- **PAGE**
* begin *
This code shows the move semantics used by Rust:
let v1 = vec![11, 22, 33];
#[allow(unused_variables)]
let v2 = v1;
print!("{}", v1.len());

The compilation of this code will generate, at the last line, the error: borrow of moved value: `v1`. When the value of v1 is assigned to v2, the variable v1 ceases to exist. Trying to use it, even only to get its length, is disallowed by the compiler.

Let’s see why Rust does not implement share semantics. First, if variables are mutable, such semantics would be somewhat confusing. With share semantics, after an item is changed through a variable, that item appears to be changed also when it is accessed through the other variable. It wouldn’t be intuitive, and possibly it is a source of bugs. Therefore, share semantics would be acceptable only for read-only data.

But there is a bigger problem, regarding deallocation. If share semantics was used, both the header of v1 and the header of v2 would own the single data buffer, so when they are deallocated, the same heap buffer would be deallocated twice, causing memory corruption.

To solve this problem, the languages that use share semantics do not deallocate memory at the end of the block in which such memory is allocated. They resort to garbage collection.

Instead, both copy semantics and move semantics are correct. Indeed, the Rust rule regarding deallocation is that any object must have exactly one owner. When copy semantics is used, the original vector buffer keeps its single owner, which is the vector header referenced by v1; and the newly created vector buffer gets its single owner, which is the vector header referenced by v2. On the other hand, when move semantics is used, the single vector buffer changes owner: before the assignment, its owner is the vector header referenced by v1, and after the assignment, its owner is the vector header referenced by v2. Before the assignment, the v2 header does not exist yet, and after the assignment the v1 header does not exist anymore.
* end *
- **PROBLEM 1**
In the passage on Rust move semantics, what is the Rust rule regarding deallocation?
- **PROBLEM 2**
Return the passage on Rust move semantics word for word from "This code shows" to "by the compiler.".
The entries play no part in this work.

- **DATA LINES**
* begin *
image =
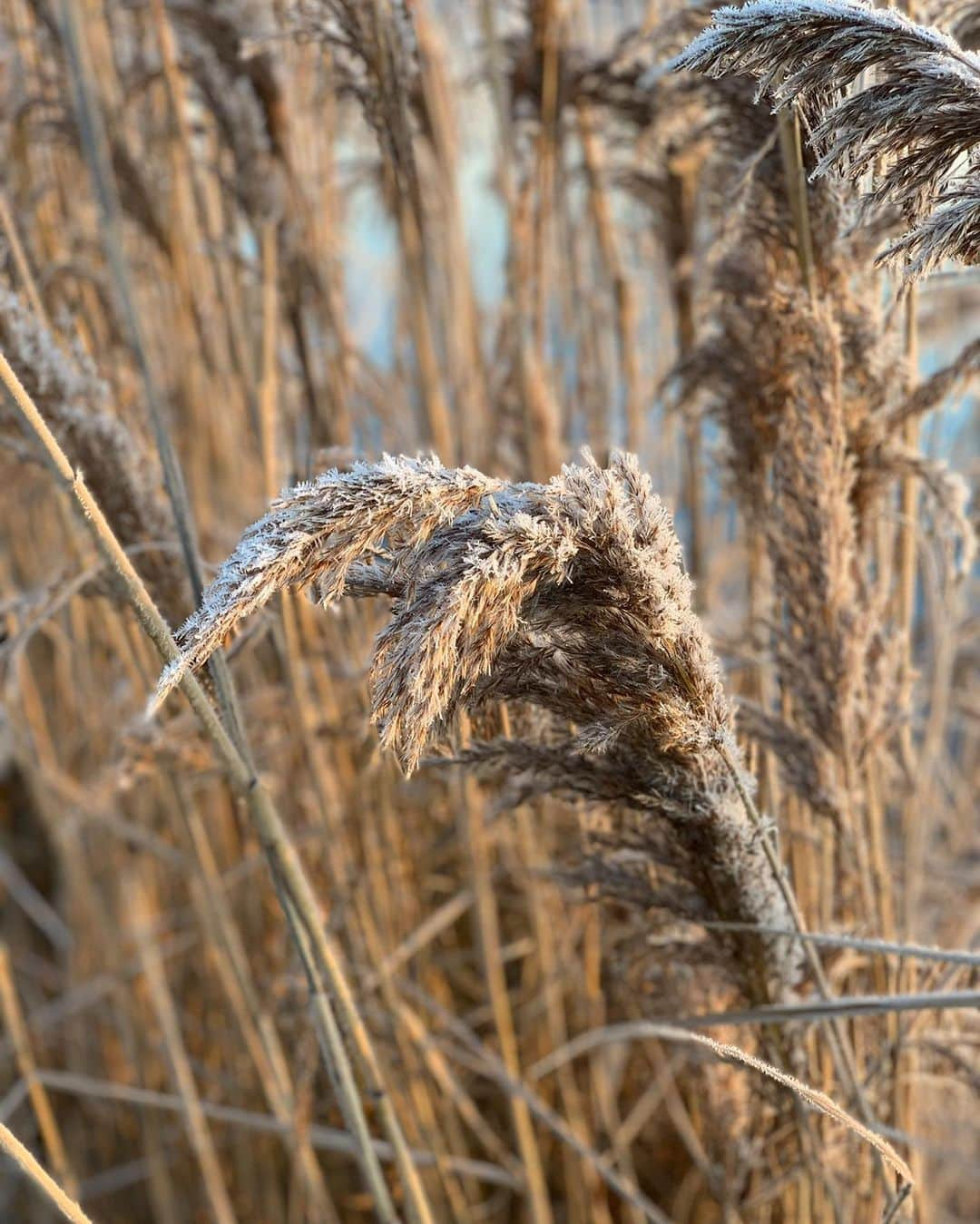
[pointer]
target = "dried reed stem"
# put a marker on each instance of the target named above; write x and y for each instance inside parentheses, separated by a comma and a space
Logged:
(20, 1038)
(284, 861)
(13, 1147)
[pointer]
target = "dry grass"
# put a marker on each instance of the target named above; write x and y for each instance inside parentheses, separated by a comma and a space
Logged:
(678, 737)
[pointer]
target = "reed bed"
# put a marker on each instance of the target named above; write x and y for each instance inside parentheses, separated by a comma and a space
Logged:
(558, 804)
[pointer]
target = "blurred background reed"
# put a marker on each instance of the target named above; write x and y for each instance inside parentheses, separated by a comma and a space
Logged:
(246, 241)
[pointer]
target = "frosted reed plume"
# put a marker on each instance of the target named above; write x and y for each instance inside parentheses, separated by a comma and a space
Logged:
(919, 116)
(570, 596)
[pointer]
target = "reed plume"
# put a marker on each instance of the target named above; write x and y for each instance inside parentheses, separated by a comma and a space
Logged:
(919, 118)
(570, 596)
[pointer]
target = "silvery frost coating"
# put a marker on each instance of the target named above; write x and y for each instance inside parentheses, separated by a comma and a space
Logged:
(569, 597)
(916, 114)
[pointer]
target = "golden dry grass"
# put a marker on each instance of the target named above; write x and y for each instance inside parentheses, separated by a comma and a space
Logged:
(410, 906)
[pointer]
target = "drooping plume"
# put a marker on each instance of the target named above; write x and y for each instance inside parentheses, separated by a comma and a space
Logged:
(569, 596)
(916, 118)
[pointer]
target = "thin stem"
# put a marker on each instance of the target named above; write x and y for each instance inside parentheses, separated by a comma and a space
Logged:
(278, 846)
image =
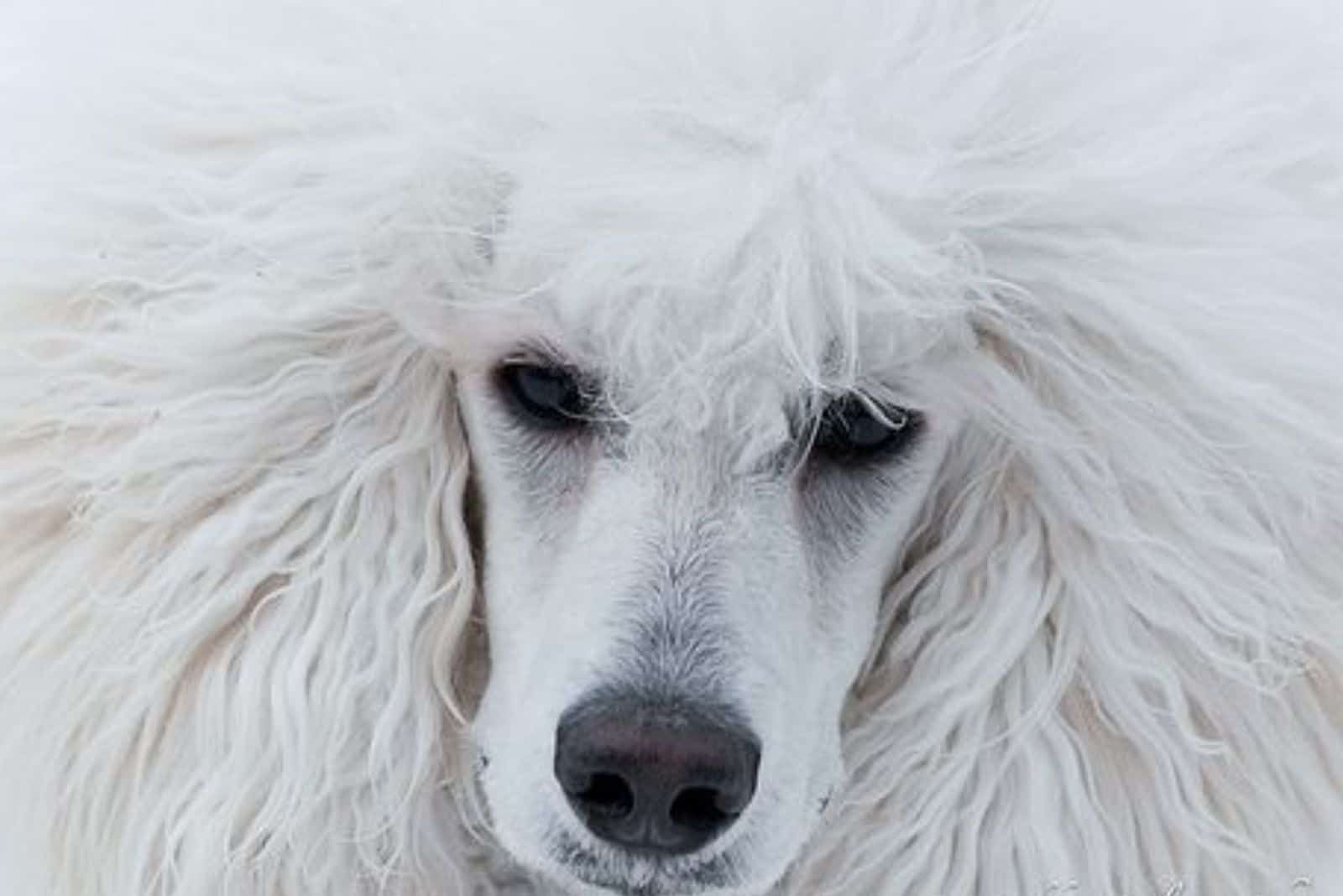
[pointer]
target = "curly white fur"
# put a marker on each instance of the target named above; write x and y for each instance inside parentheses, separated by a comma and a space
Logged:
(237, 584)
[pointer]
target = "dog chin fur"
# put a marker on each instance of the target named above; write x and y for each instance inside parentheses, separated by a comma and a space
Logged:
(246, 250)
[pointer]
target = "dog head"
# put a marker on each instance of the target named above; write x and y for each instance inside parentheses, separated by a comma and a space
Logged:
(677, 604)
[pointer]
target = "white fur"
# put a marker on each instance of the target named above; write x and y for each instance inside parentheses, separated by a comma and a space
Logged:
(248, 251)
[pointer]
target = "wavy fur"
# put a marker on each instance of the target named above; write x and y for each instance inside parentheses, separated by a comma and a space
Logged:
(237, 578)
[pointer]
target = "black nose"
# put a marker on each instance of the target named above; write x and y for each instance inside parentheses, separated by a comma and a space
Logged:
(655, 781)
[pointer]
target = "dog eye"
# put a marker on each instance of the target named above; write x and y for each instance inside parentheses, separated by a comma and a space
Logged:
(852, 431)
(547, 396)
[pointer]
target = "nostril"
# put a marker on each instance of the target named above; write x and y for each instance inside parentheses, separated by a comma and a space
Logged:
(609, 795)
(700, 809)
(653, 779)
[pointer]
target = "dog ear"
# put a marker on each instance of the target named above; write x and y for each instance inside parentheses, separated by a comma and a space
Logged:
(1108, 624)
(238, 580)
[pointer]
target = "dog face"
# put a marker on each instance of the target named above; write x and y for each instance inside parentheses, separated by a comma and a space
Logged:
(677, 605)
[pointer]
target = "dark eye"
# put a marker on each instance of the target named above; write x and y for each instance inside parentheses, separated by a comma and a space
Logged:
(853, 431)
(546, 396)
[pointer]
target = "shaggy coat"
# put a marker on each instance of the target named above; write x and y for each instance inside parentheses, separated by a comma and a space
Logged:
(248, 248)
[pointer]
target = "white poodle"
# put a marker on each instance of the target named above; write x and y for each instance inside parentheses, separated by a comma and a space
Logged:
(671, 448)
* end *
* begin *
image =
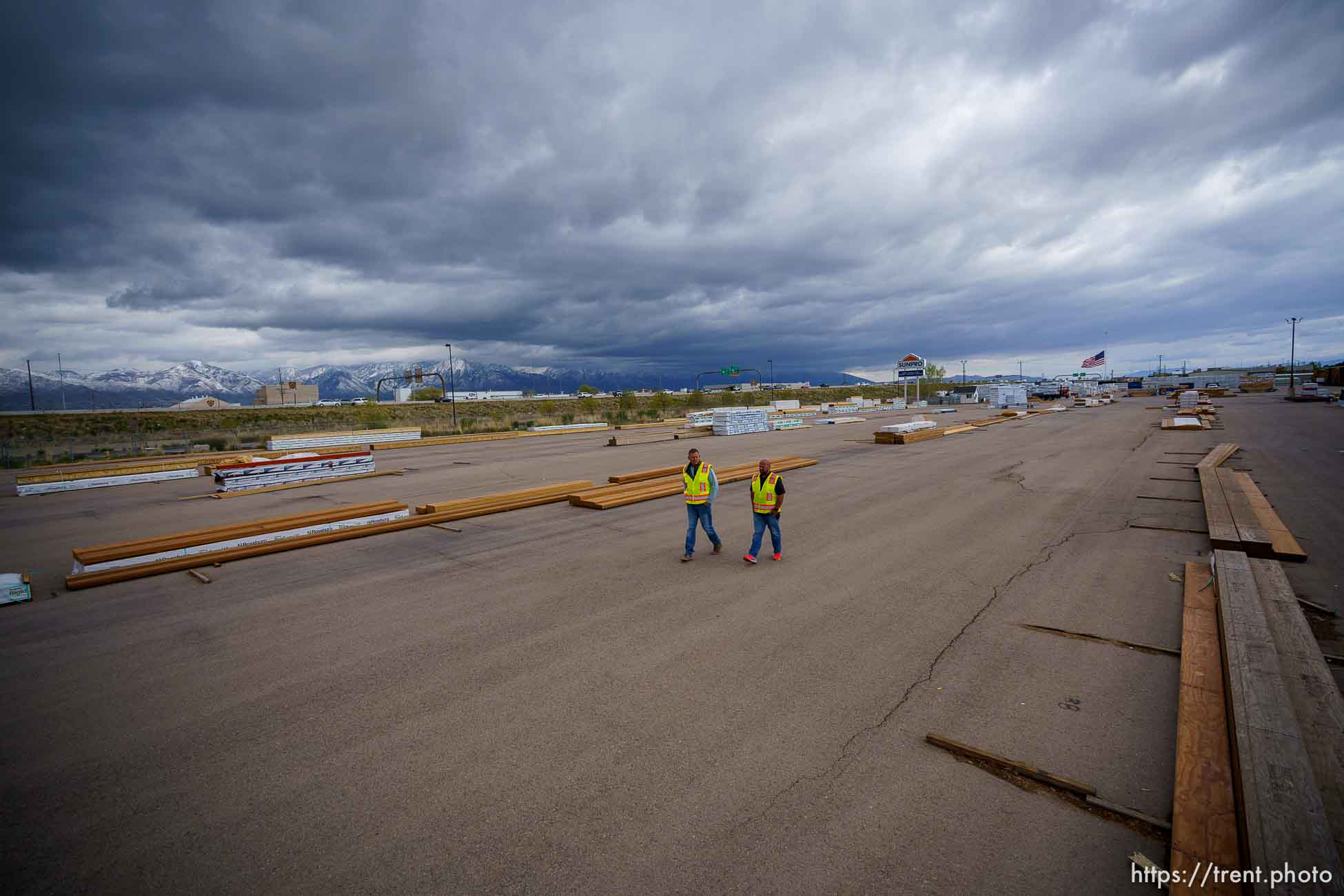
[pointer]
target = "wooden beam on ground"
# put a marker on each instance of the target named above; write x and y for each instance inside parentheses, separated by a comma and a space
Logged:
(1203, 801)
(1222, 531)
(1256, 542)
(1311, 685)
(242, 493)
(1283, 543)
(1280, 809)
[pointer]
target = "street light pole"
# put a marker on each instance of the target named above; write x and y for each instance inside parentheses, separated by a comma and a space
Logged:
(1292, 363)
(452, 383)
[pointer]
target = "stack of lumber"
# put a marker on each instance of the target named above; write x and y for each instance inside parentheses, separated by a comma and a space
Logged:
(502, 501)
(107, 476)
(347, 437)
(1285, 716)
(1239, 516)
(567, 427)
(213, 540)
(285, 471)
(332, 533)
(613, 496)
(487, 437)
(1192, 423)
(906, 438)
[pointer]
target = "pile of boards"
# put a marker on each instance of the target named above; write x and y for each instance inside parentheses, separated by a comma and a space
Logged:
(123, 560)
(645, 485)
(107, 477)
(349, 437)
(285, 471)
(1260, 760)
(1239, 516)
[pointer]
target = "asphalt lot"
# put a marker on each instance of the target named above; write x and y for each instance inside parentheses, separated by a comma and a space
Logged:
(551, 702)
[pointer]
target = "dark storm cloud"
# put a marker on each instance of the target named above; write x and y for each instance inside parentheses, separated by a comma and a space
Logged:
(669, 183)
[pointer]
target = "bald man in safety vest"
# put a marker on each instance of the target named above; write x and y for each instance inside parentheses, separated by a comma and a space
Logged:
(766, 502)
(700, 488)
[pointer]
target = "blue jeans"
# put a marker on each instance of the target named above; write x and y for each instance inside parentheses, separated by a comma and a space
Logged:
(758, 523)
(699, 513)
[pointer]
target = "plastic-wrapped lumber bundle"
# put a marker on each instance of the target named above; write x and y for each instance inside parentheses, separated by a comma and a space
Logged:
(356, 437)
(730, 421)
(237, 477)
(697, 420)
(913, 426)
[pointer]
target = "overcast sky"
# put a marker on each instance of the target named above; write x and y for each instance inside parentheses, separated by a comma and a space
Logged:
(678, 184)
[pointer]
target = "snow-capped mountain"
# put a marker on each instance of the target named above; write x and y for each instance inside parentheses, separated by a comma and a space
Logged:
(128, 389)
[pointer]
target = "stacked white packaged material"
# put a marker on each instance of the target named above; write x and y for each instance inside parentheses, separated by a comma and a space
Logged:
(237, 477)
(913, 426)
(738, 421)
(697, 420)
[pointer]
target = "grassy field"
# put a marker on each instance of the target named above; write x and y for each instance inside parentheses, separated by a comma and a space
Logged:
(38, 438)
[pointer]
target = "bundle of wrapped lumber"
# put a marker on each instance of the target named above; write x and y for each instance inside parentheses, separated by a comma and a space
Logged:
* end *
* begin *
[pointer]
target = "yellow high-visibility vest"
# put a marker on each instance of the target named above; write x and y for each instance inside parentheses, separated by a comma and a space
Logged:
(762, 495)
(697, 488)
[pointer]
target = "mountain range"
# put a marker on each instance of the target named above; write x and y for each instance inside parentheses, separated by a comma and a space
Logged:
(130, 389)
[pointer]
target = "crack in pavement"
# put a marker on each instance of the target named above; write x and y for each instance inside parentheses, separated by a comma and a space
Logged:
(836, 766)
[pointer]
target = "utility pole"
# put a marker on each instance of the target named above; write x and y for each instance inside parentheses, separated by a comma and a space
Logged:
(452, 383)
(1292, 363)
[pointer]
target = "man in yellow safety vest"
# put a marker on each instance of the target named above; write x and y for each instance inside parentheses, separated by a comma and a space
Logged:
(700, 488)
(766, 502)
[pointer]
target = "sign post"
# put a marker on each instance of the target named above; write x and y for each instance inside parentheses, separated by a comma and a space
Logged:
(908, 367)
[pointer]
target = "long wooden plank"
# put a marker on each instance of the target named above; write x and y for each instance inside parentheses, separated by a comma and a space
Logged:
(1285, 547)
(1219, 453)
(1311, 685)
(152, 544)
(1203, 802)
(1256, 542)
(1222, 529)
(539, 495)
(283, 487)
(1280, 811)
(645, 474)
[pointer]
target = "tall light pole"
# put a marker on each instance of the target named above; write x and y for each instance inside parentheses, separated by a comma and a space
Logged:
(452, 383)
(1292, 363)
* end *
- **COMPLETE ANSWER 1**
Any object must have exactly one owner.

- **COMPLETE ANSWER 2**
This code shows the move semantics used by Rust:
let v1 = vec![11, 22, 33];
#[allow(unused_variables)]
let v2 = v1;
print!("{}", v1.len());

The compilation of this code will generate, at the last line, the error: borrow of moved value: `v1`. When the value of v1 is assigned to v2, the variable v1 ceases to exist. Trying to use it, even only to get its length, is disallowed by the compiler.